GOAL: Repeat the following lines exactly and nothing else: the line containing "Locate the office" and each line after it through the end of the listing.

* * * * * * * * *

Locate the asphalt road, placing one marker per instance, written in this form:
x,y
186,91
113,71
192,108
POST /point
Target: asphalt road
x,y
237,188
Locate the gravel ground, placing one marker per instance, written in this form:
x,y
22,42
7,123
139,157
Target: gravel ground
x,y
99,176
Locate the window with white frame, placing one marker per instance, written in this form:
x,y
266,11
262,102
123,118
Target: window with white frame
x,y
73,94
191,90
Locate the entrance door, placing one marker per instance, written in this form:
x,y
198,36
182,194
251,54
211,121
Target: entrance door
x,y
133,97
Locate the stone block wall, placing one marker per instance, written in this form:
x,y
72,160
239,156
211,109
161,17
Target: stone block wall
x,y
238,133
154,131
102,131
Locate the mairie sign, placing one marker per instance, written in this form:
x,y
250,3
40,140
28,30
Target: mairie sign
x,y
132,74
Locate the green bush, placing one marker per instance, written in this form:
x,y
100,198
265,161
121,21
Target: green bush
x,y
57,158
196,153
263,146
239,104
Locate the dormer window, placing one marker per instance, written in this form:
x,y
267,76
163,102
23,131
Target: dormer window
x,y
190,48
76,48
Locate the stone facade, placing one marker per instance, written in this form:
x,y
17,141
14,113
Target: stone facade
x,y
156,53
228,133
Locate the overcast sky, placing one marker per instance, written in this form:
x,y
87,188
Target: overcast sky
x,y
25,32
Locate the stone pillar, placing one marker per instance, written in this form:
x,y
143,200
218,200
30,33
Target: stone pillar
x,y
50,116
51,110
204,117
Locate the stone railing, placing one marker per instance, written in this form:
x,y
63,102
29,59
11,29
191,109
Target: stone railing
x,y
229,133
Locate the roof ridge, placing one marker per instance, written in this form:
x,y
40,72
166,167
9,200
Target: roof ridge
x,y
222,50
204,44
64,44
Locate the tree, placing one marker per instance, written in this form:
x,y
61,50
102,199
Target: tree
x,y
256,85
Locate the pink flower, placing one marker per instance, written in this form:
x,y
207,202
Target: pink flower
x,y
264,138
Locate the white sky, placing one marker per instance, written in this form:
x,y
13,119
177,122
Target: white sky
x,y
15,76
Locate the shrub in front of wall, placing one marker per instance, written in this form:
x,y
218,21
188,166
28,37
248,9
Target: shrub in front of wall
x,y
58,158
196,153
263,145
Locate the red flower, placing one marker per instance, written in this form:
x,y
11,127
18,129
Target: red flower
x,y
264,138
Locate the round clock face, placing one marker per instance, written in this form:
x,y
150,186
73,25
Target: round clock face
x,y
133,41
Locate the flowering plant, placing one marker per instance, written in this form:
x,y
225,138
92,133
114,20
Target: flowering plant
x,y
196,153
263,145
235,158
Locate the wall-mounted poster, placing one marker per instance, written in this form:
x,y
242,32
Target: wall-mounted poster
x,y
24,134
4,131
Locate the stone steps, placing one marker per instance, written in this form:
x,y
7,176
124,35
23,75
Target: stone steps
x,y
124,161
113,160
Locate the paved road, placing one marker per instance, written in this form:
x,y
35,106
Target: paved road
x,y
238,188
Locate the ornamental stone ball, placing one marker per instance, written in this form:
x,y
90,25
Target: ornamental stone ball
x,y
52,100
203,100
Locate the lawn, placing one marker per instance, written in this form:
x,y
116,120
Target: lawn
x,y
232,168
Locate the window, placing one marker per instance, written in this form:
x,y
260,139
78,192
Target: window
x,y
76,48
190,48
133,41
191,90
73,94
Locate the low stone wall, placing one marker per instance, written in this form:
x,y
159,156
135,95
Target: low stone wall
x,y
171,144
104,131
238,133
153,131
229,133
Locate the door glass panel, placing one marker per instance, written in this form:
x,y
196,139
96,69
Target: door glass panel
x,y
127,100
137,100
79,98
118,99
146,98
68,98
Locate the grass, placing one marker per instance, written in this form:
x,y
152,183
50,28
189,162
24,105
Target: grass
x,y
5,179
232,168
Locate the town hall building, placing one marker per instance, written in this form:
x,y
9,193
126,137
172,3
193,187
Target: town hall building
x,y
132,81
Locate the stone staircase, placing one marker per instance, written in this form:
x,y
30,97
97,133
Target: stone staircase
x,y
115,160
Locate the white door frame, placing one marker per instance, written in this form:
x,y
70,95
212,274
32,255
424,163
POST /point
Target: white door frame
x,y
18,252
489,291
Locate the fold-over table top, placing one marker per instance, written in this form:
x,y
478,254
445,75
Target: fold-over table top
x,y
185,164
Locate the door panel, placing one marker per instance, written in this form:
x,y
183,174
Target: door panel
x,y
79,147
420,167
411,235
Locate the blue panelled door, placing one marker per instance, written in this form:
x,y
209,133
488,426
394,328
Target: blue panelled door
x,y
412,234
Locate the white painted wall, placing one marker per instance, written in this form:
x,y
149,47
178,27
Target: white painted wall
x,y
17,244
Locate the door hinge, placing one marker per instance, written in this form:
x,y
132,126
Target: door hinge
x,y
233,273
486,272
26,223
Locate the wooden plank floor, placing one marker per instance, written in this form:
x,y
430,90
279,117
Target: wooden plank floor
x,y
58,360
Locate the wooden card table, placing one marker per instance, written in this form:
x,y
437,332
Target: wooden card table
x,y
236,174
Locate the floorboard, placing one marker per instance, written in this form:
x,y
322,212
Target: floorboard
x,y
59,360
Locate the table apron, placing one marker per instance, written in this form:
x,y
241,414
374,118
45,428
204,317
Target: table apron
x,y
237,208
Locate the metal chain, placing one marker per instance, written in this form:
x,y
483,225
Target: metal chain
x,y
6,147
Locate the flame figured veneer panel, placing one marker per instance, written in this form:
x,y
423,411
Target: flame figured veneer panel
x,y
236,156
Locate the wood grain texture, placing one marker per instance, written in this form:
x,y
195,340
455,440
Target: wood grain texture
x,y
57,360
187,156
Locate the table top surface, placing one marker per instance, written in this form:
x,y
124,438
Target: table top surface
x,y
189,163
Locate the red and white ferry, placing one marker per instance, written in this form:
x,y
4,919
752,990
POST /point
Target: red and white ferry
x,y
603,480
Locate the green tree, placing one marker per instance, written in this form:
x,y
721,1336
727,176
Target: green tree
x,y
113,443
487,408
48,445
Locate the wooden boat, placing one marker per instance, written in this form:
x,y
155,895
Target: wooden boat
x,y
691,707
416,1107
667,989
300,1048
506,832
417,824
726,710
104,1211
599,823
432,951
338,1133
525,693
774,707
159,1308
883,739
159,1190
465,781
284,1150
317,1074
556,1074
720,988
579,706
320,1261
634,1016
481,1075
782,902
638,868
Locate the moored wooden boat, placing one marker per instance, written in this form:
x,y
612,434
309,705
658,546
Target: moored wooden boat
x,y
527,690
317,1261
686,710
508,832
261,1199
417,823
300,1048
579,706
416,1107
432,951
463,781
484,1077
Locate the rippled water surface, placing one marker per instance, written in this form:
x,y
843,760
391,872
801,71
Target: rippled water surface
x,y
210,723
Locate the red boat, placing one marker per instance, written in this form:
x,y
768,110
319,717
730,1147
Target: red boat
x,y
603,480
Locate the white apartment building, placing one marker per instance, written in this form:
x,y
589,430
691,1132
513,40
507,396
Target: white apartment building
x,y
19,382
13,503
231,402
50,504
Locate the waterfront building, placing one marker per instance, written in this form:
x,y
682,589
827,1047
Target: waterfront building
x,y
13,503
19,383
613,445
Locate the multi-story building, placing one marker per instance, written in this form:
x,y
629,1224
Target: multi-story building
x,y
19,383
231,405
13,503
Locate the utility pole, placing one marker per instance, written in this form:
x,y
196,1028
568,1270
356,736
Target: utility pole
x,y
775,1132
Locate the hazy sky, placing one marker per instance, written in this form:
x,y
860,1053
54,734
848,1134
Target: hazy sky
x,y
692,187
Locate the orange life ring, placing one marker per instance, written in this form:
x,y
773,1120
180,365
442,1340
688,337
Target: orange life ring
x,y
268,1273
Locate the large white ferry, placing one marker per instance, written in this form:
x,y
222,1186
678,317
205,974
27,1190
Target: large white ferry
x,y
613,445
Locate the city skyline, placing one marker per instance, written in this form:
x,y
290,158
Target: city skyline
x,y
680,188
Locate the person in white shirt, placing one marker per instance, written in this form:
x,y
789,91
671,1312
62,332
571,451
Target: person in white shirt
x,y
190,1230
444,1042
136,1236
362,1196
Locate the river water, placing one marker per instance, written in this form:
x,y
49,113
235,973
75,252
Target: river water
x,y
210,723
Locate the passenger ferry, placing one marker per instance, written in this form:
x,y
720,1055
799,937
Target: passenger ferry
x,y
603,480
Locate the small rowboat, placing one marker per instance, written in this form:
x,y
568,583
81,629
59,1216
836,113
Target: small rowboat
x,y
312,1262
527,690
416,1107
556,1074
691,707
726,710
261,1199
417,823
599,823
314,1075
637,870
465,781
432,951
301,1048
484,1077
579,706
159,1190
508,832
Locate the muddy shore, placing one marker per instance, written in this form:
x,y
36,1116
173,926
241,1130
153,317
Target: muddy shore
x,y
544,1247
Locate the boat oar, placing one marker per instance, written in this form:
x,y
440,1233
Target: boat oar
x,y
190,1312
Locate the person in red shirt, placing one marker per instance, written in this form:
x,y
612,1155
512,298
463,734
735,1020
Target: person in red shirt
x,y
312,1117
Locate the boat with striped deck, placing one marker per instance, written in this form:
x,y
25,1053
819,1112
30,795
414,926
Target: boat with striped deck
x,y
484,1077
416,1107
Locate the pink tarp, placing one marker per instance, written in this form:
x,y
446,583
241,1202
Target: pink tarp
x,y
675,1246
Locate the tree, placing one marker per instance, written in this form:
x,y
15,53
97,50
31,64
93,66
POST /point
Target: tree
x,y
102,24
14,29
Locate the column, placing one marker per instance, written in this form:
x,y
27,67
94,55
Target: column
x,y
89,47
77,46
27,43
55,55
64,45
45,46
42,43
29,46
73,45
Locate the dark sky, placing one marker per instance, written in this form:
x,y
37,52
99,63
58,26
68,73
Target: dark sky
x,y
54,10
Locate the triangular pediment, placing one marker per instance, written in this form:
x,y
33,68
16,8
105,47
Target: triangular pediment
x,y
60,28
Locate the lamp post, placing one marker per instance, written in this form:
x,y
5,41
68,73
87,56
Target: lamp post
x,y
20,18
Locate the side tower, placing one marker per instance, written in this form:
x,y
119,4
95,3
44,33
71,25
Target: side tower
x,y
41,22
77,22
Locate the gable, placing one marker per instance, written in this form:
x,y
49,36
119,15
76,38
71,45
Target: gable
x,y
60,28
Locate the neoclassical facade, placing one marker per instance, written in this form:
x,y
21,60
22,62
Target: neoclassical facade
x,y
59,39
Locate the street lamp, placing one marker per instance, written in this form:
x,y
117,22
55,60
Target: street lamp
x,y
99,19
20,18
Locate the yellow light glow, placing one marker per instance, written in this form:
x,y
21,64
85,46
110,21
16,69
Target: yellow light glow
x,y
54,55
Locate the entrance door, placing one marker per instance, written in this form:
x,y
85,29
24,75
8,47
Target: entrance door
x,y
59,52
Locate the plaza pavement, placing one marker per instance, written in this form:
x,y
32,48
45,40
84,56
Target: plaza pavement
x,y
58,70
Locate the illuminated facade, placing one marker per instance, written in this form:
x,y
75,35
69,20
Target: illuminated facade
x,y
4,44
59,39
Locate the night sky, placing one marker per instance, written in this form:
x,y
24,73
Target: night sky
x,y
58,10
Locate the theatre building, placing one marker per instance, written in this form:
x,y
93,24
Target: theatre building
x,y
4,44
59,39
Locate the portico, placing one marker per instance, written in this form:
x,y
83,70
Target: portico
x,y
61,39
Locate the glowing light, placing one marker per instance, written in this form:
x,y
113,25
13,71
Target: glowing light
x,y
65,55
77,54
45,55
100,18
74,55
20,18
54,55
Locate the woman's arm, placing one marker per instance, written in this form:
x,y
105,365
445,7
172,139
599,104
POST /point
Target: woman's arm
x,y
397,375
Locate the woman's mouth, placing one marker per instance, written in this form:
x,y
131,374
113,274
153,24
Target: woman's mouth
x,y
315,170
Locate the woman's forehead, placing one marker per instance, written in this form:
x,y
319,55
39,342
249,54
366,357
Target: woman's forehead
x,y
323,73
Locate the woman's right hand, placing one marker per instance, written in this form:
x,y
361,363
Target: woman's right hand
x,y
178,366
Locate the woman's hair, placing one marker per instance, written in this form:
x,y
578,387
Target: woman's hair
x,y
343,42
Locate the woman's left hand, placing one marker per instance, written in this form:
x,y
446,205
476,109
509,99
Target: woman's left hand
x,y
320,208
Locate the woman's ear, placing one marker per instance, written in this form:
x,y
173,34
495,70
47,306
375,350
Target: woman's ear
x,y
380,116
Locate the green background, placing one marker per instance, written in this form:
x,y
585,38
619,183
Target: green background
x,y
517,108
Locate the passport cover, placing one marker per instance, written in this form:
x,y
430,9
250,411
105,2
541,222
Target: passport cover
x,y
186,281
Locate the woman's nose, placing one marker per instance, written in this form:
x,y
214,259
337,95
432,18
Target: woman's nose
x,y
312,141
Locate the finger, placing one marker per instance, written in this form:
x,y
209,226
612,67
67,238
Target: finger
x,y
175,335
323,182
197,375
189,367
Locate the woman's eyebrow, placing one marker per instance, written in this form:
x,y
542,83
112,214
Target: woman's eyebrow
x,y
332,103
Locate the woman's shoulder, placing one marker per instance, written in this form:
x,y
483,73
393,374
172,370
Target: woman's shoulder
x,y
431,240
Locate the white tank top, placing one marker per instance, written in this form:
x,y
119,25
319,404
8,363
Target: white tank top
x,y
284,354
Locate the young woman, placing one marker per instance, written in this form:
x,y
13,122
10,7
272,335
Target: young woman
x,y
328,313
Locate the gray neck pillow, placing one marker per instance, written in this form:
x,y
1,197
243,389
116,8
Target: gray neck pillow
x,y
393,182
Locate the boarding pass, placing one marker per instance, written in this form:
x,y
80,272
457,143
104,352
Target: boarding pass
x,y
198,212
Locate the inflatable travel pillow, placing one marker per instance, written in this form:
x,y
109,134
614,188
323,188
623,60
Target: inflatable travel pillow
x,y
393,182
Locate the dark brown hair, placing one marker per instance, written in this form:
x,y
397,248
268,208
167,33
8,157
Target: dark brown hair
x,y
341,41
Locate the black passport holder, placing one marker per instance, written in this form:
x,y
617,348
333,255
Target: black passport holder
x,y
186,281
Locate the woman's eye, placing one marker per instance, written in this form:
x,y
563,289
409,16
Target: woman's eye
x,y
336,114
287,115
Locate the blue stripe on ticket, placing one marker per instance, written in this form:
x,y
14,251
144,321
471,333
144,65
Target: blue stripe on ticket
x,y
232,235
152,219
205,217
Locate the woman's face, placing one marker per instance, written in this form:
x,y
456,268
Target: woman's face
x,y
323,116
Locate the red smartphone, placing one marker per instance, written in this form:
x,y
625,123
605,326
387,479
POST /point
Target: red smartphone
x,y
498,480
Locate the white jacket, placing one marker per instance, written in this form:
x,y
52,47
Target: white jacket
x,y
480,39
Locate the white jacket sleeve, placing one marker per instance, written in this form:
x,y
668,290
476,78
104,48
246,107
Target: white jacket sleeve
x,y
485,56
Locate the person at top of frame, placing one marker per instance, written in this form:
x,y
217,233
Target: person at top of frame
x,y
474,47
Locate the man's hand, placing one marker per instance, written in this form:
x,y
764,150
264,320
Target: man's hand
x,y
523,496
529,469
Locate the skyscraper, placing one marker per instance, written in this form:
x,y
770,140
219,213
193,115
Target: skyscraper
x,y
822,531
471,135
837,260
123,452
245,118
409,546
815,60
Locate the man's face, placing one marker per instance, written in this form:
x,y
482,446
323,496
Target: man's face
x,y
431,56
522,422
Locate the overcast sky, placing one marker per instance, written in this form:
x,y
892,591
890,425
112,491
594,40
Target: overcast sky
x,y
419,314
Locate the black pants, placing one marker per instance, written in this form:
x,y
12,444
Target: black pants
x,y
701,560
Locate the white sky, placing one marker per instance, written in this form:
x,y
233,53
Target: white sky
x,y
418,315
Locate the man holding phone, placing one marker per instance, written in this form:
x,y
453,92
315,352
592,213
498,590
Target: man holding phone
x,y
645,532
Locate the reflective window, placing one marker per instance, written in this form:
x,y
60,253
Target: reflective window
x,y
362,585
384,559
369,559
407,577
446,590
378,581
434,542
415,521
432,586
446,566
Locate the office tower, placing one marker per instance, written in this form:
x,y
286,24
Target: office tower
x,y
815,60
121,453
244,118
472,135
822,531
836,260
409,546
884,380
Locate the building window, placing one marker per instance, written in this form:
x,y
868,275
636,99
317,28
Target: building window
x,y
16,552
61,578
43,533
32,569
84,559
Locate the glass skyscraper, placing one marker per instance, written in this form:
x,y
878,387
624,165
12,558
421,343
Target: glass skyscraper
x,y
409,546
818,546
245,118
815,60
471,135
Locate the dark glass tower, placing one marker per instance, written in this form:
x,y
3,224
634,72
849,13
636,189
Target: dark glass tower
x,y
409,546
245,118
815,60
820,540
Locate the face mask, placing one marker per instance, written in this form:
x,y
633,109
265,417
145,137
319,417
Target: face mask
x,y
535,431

* * * * * * * * *

RESPONSE TO THIS TASK:
Locate the office tower, placing one marker per instance, written in this form:
x,y
286,24
Target: office tower
x,y
815,60
121,453
244,118
472,135
822,531
836,260
409,546
884,380
Locate the building window, placing one marker per instance, written in this form:
x,y
868,275
636,99
317,28
Target: building window
x,y
16,552
61,578
43,533
32,569
84,559
Locate the glass skyscraper, placing one marker per instance, written in this form:
x,y
878,387
624,165
12,558
421,343
Target: glass skyscraper
x,y
409,546
818,546
245,118
815,60
471,135
Locate the dark glass tower, placing one marker per instance, written in this form:
x,y
3,224
634,72
849,13
636,189
Target: dark glass tower
x,y
409,546
245,118
815,60
820,540
Locate the face mask, placing one marker per instance, written in this form:
x,y
633,109
265,417
145,137
319,417
Target: face mask
x,y
535,431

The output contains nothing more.